## start Given entries

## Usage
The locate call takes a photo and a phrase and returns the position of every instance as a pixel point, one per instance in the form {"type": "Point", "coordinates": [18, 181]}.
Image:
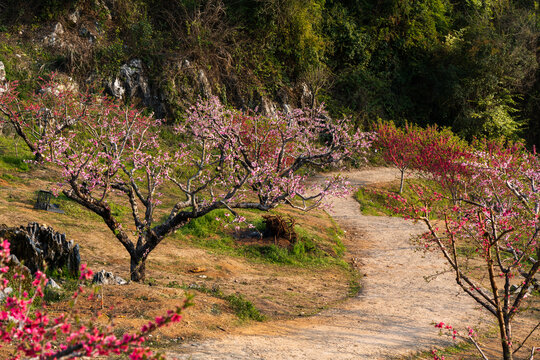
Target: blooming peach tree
{"type": "Point", "coordinates": [496, 215]}
{"type": "Point", "coordinates": [220, 159]}
{"type": "Point", "coordinates": [29, 332]}
{"type": "Point", "coordinates": [45, 113]}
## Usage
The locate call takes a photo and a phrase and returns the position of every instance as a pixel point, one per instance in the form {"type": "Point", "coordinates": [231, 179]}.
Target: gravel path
{"type": "Point", "coordinates": [392, 315]}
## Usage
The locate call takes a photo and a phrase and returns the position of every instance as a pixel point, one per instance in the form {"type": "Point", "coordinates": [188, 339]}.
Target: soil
{"type": "Point", "coordinates": [392, 316]}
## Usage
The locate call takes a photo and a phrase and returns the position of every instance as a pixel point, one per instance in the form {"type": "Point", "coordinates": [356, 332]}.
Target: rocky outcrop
{"type": "Point", "coordinates": [132, 83]}
{"type": "Point", "coordinates": [38, 246]}
{"type": "Point", "coordinates": [54, 38]}
{"type": "Point", "coordinates": [2, 72]}
{"type": "Point", "coordinates": [107, 278]}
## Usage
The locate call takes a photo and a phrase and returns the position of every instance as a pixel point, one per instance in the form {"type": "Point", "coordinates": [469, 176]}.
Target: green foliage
{"type": "Point", "coordinates": [469, 65]}
{"type": "Point", "coordinates": [14, 155]}
{"type": "Point", "coordinates": [310, 249]}
{"type": "Point", "coordinates": [375, 201]}
{"type": "Point", "coordinates": [243, 308]}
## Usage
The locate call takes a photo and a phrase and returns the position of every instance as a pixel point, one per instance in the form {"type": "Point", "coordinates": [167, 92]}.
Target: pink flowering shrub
{"type": "Point", "coordinates": [29, 331]}
{"type": "Point", "coordinates": [220, 159]}
{"type": "Point", "coordinates": [495, 212]}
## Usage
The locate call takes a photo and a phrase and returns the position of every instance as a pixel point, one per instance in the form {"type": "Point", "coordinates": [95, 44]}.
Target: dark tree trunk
{"type": "Point", "coordinates": [138, 268]}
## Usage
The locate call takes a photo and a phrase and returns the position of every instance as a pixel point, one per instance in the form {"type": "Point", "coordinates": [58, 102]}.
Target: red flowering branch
{"type": "Point", "coordinates": [33, 333]}
{"type": "Point", "coordinates": [495, 211]}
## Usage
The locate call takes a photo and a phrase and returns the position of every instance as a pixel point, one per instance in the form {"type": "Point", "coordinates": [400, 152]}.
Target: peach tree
{"type": "Point", "coordinates": [489, 232]}
{"type": "Point", "coordinates": [220, 159]}
{"type": "Point", "coordinates": [29, 331]}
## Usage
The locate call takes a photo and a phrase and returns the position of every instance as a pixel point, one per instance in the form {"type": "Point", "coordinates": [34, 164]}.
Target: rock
{"type": "Point", "coordinates": [131, 82]}
{"type": "Point", "coordinates": [74, 17]}
{"type": "Point", "coordinates": [116, 88]}
{"type": "Point", "coordinates": [107, 278]}
{"type": "Point", "coordinates": [54, 37]}
{"type": "Point", "coordinates": [87, 34]}
{"type": "Point", "coordinates": [53, 285]}
{"type": "Point", "coordinates": [38, 245]}
{"type": "Point", "coordinates": [204, 85]}
{"type": "Point", "coordinates": [2, 72]}
{"type": "Point", "coordinates": [306, 98]}
{"type": "Point", "coordinates": [268, 107]}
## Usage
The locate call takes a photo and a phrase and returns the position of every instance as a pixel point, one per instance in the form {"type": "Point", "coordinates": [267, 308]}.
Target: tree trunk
{"type": "Point", "coordinates": [138, 268]}
{"type": "Point", "coordinates": [402, 181]}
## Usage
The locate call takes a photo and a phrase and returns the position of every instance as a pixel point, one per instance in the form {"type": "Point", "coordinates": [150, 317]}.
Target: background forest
{"type": "Point", "coordinates": [471, 65]}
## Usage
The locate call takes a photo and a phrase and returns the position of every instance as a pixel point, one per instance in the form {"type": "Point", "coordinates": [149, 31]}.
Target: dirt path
{"type": "Point", "coordinates": [392, 315]}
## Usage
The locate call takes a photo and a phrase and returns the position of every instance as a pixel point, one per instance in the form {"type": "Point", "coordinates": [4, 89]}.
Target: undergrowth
{"type": "Point", "coordinates": [311, 249]}
{"type": "Point", "coordinates": [243, 308]}
{"type": "Point", "coordinates": [374, 201]}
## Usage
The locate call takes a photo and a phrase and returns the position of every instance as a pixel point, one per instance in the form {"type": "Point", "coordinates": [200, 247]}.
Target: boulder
{"type": "Point", "coordinates": [74, 17]}
{"type": "Point", "coordinates": [38, 246]}
{"type": "Point", "coordinates": [131, 82]}
{"type": "Point", "coordinates": [2, 72]}
{"type": "Point", "coordinates": [54, 37]}
{"type": "Point", "coordinates": [107, 278]}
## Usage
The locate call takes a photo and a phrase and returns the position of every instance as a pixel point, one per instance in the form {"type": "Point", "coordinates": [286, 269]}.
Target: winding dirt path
{"type": "Point", "coordinates": [392, 315]}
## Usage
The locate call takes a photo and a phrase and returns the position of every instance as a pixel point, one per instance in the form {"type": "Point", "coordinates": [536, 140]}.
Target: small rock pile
{"type": "Point", "coordinates": [38, 246]}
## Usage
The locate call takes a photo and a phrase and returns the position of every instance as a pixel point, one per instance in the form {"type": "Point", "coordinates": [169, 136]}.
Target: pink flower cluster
{"type": "Point", "coordinates": [33, 333]}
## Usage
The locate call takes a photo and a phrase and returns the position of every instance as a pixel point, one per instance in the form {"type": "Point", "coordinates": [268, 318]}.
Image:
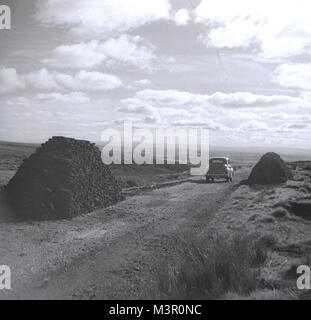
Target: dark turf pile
{"type": "Point", "coordinates": [62, 179]}
{"type": "Point", "coordinates": [271, 169]}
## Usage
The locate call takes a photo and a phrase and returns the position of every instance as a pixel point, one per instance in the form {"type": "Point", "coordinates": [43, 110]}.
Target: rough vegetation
{"type": "Point", "coordinates": [63, 178]}
{"type": "Point", "coordinates": [271, 169]}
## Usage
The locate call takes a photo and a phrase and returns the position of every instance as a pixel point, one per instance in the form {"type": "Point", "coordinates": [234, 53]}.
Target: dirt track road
{"type": "Point", "coordinates": [111, 253]}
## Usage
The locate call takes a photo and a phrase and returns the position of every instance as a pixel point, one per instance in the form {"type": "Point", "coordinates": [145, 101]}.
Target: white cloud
{"type": "Point", "coordinates": [87, 55]}
{"type": "Point", "coordinates": [72, 97]}
{"type": "Point", "coordinates": [44, 79]}
{"type": "Point", "coordinates": [98, 17]}
{"type": "Point", "coordinates": [182, 99]}
{"type": "Point", "coordinates": [9, 80]}
{"type": "Point", "coordinates": [182, 17]}
{"type": "Point", "coordinates": [279, 28]}
{"type": "Point", "coordinates": [143, 82]}
{"type": "Point", "coordinates": [294, 75]}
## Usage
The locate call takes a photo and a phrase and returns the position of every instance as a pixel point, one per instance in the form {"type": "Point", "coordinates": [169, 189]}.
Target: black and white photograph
{"type": "Point", "coordinates": [155, 150]}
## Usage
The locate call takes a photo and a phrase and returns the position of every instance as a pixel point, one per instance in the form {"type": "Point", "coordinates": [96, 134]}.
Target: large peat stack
{"type": "Point", "coordinates": [63, 178]}
{"type": "Point", "coordinates": [271, 169]}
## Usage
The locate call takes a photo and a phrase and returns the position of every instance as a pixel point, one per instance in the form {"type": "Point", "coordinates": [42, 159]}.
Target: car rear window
{"type": "Point", "coordinates": [217, 161]}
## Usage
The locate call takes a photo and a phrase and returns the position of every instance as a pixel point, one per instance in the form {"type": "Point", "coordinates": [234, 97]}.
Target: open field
{"type": "Point", "coordinates": [189, 240]}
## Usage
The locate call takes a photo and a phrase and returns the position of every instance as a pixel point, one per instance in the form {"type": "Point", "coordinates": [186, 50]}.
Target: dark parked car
{"type": "Point", "coordinates": [219, 168]}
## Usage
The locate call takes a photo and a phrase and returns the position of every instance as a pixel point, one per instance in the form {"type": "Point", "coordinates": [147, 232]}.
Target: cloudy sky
{"type": "Point", "coordinates": [241, 68]}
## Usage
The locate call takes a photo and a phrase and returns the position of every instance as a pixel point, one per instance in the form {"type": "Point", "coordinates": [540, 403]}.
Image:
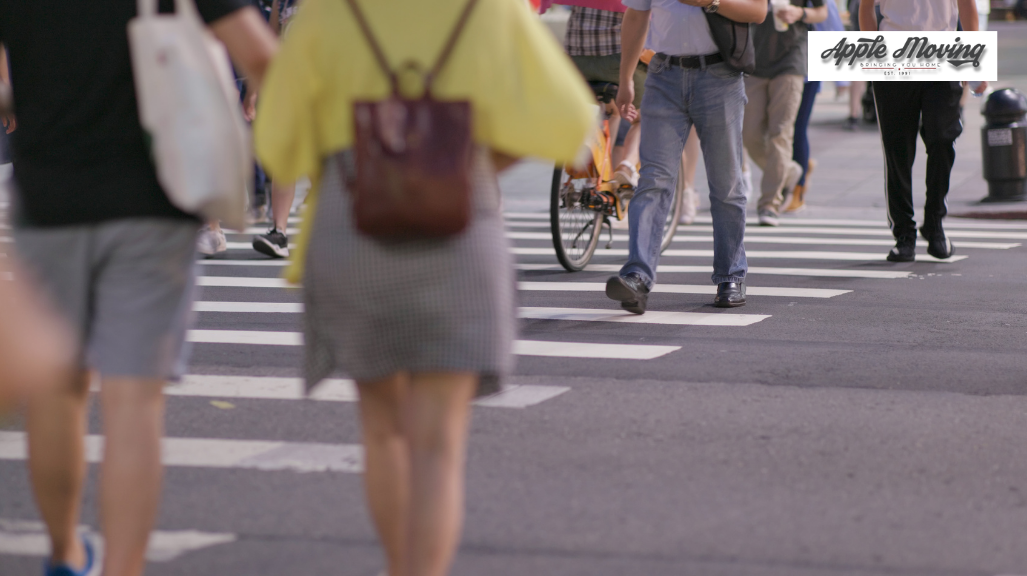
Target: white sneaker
{"type": "Point", "coordinates": [792, 175]}
{"type": "Point", "coordinates": [212, 243]}
{"type": "Point", "coordinates": [690, 205]}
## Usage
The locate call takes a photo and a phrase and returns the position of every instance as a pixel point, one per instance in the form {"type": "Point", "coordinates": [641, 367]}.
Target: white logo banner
{"type": "Point", "coordinates": [971, 56]}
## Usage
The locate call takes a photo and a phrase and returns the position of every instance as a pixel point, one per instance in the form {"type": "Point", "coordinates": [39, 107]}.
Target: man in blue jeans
{"type": "Point", "coordinates": [688, 84]}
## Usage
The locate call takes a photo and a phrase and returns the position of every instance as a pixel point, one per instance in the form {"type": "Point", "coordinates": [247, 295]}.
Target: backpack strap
{"type": "Point", "coordinates": [450, 44]}
{"type": "Point", "coordinates": [375, 47]}
{"type": "Point", "coordinates": [383, 62]}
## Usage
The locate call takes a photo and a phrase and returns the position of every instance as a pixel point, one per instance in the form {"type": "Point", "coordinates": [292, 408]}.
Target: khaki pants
{"type": "Point", "coordinates": [769, 128]}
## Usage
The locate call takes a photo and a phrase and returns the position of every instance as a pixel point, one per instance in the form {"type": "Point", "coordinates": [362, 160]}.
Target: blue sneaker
{"type": "Point", "coordinates": [65, 570]}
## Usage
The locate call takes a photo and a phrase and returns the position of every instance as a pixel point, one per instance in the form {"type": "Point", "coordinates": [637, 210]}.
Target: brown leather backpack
{"type": "Point", "coordinates": [413, 156]}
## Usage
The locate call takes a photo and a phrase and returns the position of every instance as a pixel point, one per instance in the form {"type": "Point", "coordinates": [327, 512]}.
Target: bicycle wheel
{"type": "Point", "coordinates": [674, 216]}
{"type": "Point", "coordinates": [575, 228]}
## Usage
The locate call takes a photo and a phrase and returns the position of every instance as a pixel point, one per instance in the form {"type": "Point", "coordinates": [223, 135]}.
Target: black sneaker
{"type": "Point", "coordinates": [938, 243]}
{"type": "Point", "coordinates": [273, 243]}
{"type": "Point", "coordinates": [905, 250]}
{"type": "Point", "coordinates": [730, 295]}
{"type": "Point", "coordinates": [631, 291]}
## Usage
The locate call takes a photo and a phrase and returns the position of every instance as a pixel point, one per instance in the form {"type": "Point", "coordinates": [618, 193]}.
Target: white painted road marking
{"type": "Point", "coordinates": [241, 281]}
{"type": "Point", "coordinates": [672, 269]}
{"type": "Point", "coordinates": [805, 223]}
{"type": "Point", "coordinates": [521, 347]}
{"type": "Point", "coordinates": [685, 289]}
{"type": "Point", "coordinates": [512, 395]}
{"type": "Point", "coordinates": [650, 317]}
{"type": "Point", "coordinates": [818, 272]}
{"type": "Point", "coordinates": [259, 307]}
{"type": "Point", "coordinates": [215, 453]}
{"type": "Point", "coordinates": [243, 262]}
{"type": "Point", "coordinates": [28, 538]}
{"type": "Point", "coordinates": [846, 256]}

## end Given entries

▶ [Exercise directions]:
Count the lines of the records that contain the string "trunk", with case counting, and reply with the number alone.

▶ [Full response]:
2